**Directions**
Show all lines containing "every" from the data below.

**Records for processing**
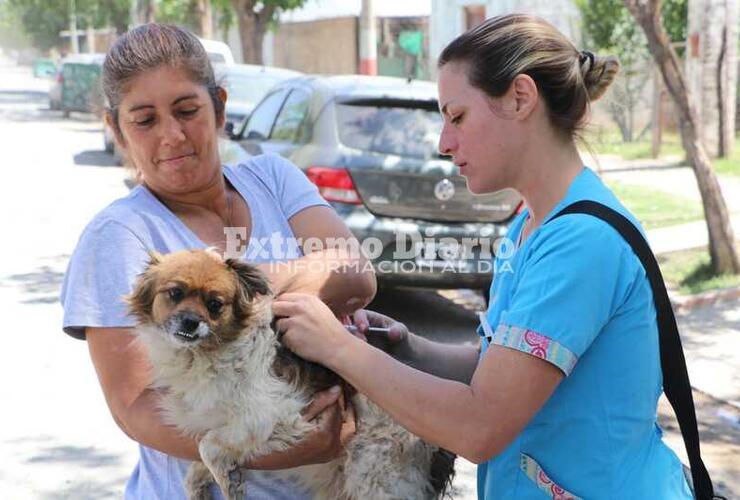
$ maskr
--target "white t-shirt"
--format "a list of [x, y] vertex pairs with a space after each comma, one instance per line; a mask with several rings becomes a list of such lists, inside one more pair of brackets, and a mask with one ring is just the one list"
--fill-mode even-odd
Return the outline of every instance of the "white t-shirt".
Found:
[[[268, 242], [293, 237], [288, 223], [301, 210], [328, 206], [292, 163], [275, 155], [250, 158], [223, 172], [249, 205], [252, 229], [245, 257], [251, 263], [299, 257], [297, 247]], [[122, 297], [131, 293], [148, 252], [206, 248], [206, 244], [146, 187], [137, 186], [98, 213], [80, 236], [62, 285], [63, 328], [84, 339], [86, 327], [132, 327]], [[127, 499], [185, 499], [183, 479], [190, 462], [139, 445], [140, 457], [127, 485]], [[249, 498], [308, 498], [297, 485], [251, 471]], [[215, 498], [221, 498], [214, 488]]]

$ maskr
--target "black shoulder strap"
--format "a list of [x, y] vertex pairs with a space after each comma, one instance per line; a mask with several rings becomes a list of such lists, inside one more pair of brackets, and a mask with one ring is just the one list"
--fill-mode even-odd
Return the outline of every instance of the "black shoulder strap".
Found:
[[686, 452], [689, 456], [695, 496], [699, 500], [711, 500], [714, 498], [714, 488], [699, 450], [699, 431], [696, 425], [696, 411], [694, 409], [694, 398], [691, 394], [689, 374], [686, 370], [686, 359], [683, 355], [676, 318], [673, 315], [673, 308], [663, 282], [663, 275], [658, 267], [658, 261], [650, 250], [648, 242], [635, 225], [625, 216], [606, 205], [589, 200], [578, 201], [565, 207], [550, 220], [568, 214], [592, 215], [608, 223], [629, 243], [640, 262], [642, 262], [648, 280], [650, 280], [650, 287], [653, 289], [653, 300], [658, 316], [663, 392], [665, 392], [668, 401], [673, 406], [678, 425], [681, 428]]

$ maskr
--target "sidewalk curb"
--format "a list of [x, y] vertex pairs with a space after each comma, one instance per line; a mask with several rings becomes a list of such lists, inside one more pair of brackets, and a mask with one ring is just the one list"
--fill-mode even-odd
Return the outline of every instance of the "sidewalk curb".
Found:
[[720, 301], [738, 300], [740, 299], [740, 287], [710, 290], [695, 295], [680, 295], [668, 291], [668, 297], [671, 300], [673, 312], [678, 314], [693, 311], [700, 307], [711, 306]]

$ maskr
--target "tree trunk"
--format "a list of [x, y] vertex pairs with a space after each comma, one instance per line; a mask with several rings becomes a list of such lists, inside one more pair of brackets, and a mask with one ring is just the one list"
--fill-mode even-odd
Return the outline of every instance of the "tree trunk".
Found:
[[693, 102], [689, 99], [689, 91], [681, 73], [678, 57], [670, 45], [660, 19], [660, 1], [624, 0], [624, 3], [645, 31], [650, 52], [679, 113], [681, 138], [688, 160], [694, 169], [704, 205], [712, 270], [716, 274], [740, 273], [740, 259], [735, 247], [735, 235], [727, 206], [709, 156], [699, 138], [698, 115]]
[[729, 156], [734, 142], [737, 19], [738, 0], [689, 0], [686, 78], [710, 156]]
[[256, 12], [256, 3], [256, 0], [231, 0], [239, 23], [242, 59], [247, 64], [262, 64], [262, 40], [272, 16], [275, 15], [274, 5], [263, 5]]
[[141, 24], [153, 23], [157, 17], [155, 0], [135, 0], [138, 22]]
[[195, 17], [198, 19], [198, 34], [201, 38], [213, 38], [213, 14], [211, 0], [195, 0]]

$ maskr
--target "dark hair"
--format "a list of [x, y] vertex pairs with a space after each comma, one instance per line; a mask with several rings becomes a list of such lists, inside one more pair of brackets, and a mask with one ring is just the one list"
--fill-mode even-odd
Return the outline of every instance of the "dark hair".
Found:
[[493, 17], [463, 33], [442, 51], [438, 67], [449, 62], [466, 63], [470, 84], [490, 97], [505, 94], [517, 75], [529, 75], [550, 122], [569, 138], [583, 127], [589, 102], [619, 72], [616, 57], [580, 52], [550, 23], [526, 14]]
[[169, 24], [149, 23], [124, 33], [108, 51], [103, 63], [106, 112], [120, 136], [118, 106], [126, 85], [145, 71], [160, 66], [182, 68], [193, 82], [203, 85], [213, 102], [216, 117], [223, 116], [219, 85], [203, 45], [189, 31]]

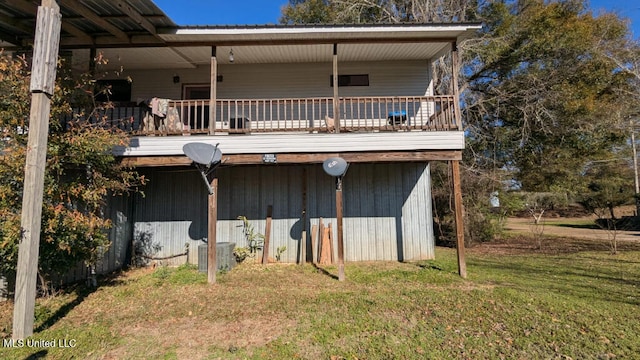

**Written response**
Return the outline of every instance of the "white t-shirt".
Return the outline of every instance of the "black shoulder strap".
Return the outline of every instance of the "sidewalk curb".
Return the outline of every instance of the "tree trunk".
Return the outline of every instance of the "dark hair".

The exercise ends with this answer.